**SET PROBLEM**
Return the listing word for word, as given.

**RECORDS TO USE**

-*-

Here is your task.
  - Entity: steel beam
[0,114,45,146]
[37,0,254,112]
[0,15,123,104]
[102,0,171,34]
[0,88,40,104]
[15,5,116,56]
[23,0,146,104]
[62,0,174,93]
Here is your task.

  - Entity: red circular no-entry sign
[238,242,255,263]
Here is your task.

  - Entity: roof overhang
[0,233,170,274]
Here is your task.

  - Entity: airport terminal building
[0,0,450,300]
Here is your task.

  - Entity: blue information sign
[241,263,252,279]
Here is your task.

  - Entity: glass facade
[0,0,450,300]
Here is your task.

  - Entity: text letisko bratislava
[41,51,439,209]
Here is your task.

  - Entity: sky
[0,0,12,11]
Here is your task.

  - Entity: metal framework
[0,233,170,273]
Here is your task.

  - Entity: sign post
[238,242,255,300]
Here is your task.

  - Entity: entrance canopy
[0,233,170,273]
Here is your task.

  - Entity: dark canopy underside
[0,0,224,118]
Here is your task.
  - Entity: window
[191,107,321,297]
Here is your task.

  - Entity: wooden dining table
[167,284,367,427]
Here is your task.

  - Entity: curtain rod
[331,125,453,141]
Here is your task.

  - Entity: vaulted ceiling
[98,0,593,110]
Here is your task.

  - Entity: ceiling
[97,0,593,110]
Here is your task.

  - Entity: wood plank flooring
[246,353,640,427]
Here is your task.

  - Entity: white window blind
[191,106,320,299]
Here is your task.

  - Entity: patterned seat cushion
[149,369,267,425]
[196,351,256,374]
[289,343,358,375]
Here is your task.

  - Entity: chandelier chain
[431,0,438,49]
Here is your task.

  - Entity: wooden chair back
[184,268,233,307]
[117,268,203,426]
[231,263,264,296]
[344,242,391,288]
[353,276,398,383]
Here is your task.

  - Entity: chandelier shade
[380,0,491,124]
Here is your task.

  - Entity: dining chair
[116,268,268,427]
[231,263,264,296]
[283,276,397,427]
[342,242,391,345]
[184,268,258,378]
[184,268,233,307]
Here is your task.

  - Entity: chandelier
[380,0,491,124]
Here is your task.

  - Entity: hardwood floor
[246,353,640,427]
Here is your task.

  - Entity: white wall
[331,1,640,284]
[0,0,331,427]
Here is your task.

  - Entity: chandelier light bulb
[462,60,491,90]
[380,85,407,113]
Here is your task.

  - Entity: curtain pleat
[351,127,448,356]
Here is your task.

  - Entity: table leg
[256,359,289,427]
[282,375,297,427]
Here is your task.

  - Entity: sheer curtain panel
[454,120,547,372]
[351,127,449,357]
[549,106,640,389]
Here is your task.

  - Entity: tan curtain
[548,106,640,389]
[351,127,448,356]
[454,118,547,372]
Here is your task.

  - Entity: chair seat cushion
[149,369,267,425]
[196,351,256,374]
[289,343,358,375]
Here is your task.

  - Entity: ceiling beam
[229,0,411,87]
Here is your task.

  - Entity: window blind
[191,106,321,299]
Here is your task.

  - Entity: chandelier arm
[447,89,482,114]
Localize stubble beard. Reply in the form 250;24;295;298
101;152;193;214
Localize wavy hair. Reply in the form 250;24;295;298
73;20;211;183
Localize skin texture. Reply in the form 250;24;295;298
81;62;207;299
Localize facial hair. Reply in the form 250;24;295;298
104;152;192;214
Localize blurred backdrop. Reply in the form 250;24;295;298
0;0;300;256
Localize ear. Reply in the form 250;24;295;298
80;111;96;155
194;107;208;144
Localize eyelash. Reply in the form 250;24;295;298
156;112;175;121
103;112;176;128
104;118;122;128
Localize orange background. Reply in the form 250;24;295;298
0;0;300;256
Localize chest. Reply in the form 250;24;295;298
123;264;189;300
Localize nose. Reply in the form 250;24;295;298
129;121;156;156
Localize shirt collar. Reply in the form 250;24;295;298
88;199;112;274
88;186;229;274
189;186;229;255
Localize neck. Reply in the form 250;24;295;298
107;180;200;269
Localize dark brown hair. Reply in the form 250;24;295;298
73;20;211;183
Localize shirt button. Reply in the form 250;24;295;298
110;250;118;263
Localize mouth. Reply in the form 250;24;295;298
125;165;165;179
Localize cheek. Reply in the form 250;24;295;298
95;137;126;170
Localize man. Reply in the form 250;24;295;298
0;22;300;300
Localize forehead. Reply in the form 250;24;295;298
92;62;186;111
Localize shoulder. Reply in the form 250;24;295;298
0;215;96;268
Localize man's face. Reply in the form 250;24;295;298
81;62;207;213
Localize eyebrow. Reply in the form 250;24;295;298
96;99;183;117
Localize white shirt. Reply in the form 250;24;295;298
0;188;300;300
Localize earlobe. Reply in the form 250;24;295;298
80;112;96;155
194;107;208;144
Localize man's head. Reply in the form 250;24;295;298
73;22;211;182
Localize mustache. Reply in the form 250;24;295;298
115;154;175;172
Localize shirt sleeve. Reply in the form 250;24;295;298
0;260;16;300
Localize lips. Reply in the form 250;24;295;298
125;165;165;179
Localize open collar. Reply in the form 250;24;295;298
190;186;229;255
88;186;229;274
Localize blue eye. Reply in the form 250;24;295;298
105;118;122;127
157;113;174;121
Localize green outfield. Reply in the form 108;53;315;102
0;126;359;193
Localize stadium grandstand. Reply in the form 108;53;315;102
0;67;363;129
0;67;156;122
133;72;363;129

-*-

**CORRECT RESPONSE**
Here is your task.
  - Entity: steel beam
[0,114,45,146]
[37,0,254,112]
[0,15,123,104]
[102,0,171,34]
[0,88,40,104]
[15,5,116,56]
[23,0,146,104]
[62,0,174,93]
Here is your task.

  - Entity: red circular no-entry sign
[238,242,255,263]
Here is your task.

  - Entity: roof overhang
[0,233,170,274]
Here is your task.

  - Entity: airport terminal building
[0,0,450,300]
Here is your task.

  - Entity: blue information sign
[241,263,252,279]
Here is your task.

  - Entity: glass facade
[0,0,450,300]
Here is your task.

  - Entity: text letisko bratislava
[41,51,439,209]
Here is your task.

  - Entity: sky
[0,0,12,11]
Here is your task.

  - Entity: metal framework
[0,233,170,273]
Here is your task.

  - Entity: sign post
[238,242,255,300]
Here is your task.

  - Entity: entrance canopy
[0,233,170,273]
Here is your task.

  - Entity: dark canopy underside
[0,0,224,118]
Here is your task.
  - Entity: window
[191,107,321,297]
Here is your task.

  - Entity: wooden dining table
[167,284,367,427]
Here is your task.

  - Entity: curtain rod
[331,125,453,141]
Here is your task.

  - Entity: vaulted ceiling
[98,0,593,110]
Here is your task.

  - Entity: ceiling
[97,0,593,110]
Here is your task.

  - Entity: wood plank flooring
[246,353,640,427]
Here is your task.

  - Entity: white window blind
[191,106,320,299]
Here is your task.

  - Entity: patterned seat cushion
[149,369,267,425]
[196,351,256,374]
[289,343,358,375]
Here is your task.

  - Entity: chandelier chain
[431,0,438,49]
Here is your task.

  - Entity: wooden chair back
[184,268,233,307]
[117,268,203,426]
[231,263,264,296]
[344,242,391,288]
[353,276,398,383]
Here is your task.

  - Entity: chandelier shade
[380,0,491,124]
Here is your task.

  - Entity: dining chair
[116,268,268,427]
[231,263,264,296]
[283,276,397,427]
[342,242,391,345]
[184,268,258,378]
[184,268,233,307]
Here is your task.

  - Entity: chandelier
[380,0,491,124]
Here is your task.

  - Entity: hardwood floor
[246,353,640,427]
Here is your task.

  - Entity: white wall
[331,1,640,284]
[0,0,331,427]
Here is your task.

  - Entity: chandelier light bulb
[462,60,491,90]
[380,85,407,113]
Here is your task.

  - Entity: curtain pleat
[351,127,448,356]
Here is your task.

  - Entity: table leg
[256,359,289,427]
[282,375,297,427]
Here is your task.

  - Entity: sheer curtain panel
[454,120,547,372]
[351,127,449,357]
[549,106,640,389]
Here is your task.

  - Entity: tan curtain
[548,106,640,389]
[351,127,448,356]
[454,118,547,372]
Here is your task.

  - Entity: chair seat cushion
[149,369,267,425]
[196,351,256,374]
[289,343,358,375]
Here is your task.

  - Entity: ceiling beam
[229,0,411,87]
Here is your task.

  - Entity: window blind
[191,106,321,299]
Here is your task.

  - Entity: chandelier arm
[447,89,482,114]
Localize stubble beard. Reply in the form 250;24;295;298
101;152;193;214
Localize wavy hair. Reply in the form 250;24;295;298
73;20;211;183
Localize skin texture. Reply in the form 250;24;295;298
81;62;207;299
Localize facial hair. Reply in the form 250;24;295;298
104;152;192;214
Localize blurred backdrop. Reply in the form 250;24;295;298
0;0;300;256
Localize ear. Reply in the form 250;24;295;298
80;111;96;155
194;107;208;144
Localize eyelash. Reply in the form 250;24;295;298
156;112;175;121
103;112;176;128
104;118;122;128
Localize orange background. Reply in the form 250;24;295;298
0;0;300;256
Localize chest. Reply in the form 250;24;295;298
123;264;189;300
Localize nose. Reply in the form 250;24;295;298
129;121;156;156
Localize shirt collar. Reply in the form 250;24;295;298
88;199;112;274
88;186;229;274
189;186;229;255
Localize neck. Reply in the form 250;24;295;298
107;180;200;269
Localize dark brown hair. Reply in the form 250;24;295;298
73;20;211;183
Localize shirt button. Reply in the form 250;24;295;298
110;250;118;263
Localize mouth. Reply in the form 250;24;295;298
125;165;165;179
Localize cheek. Reply in the form 250;24;295;298
95;137;126;170
Localize man. Reply in the form 250;24;295;298
0;22;300;300
Localize forehead. Reply in the form 250;24;295;298
92;62;186;111
Localize shoulder. Reply in the form 250;24;295;298
0;215;96;268
Localize man's face. Reply in the form 250;24;295;298
81;62;207;213
Localize eyebrow. Reply in the form 250;24;295;298
96;99;183;117
Localize white shirt. Reply in the form 250;24;295;298
0;188;300;300
Localize earlobe. Reply in the form 250;24;295;298
80;112;96;155
194;107;208;144
Localize man's head. Reply in the form 250;24;295;298
73;22;211;182
Localize mustache. Reply in the form 250;24;295;298
115;154;175;172
Localize shirt sleeve. Reply in the form 250;24;295;298
0;260;16;300
Localize lips. Reply in the form 250;24;295;298
125;165;165;179
Localize open collar. Reply in the form 250;24;295;298
190;186;229;255
88;186;229;274
Localize blue eye. Reply in the form 250;24;295;298
105;118;122;127
157;113;174;121
Localize green outfield. Reply in the form 108;53;315;102
0;126;359;193
Localize stadium grandstand. Reply in the form 108;53;315;102
0;67;363;129
0;67;156;122
133;72;363;129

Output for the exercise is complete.